§ **Referring expression pointing data**
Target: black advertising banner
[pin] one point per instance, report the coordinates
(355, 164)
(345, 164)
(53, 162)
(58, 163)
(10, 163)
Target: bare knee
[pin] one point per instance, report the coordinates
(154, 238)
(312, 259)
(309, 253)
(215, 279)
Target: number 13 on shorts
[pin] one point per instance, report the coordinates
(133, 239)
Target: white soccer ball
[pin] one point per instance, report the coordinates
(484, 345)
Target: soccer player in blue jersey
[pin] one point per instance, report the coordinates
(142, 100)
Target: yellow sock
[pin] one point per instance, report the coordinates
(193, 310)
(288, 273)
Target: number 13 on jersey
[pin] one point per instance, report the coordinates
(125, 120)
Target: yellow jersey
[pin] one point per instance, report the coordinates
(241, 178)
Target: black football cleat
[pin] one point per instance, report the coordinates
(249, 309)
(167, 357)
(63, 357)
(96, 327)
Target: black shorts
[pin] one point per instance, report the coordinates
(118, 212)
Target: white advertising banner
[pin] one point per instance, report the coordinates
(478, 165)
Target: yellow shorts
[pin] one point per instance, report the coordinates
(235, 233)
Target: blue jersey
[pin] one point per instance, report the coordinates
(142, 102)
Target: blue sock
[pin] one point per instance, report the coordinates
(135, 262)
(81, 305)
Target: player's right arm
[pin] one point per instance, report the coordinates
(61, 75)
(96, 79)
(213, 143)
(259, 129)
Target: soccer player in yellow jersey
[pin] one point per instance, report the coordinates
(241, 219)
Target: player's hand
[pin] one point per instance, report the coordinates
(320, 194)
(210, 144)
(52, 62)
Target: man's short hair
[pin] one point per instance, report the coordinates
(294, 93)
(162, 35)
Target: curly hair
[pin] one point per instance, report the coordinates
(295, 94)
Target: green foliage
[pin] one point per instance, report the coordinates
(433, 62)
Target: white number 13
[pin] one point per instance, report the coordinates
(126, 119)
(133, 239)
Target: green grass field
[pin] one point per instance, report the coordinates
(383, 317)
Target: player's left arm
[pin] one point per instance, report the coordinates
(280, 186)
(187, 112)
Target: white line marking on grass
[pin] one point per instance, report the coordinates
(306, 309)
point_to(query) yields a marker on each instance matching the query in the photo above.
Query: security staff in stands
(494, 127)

§ **What is required**
Return a copy of each line in the records above that has "sock" in it.

§ **Written reply**
Target: yellow sock
Target: blue sock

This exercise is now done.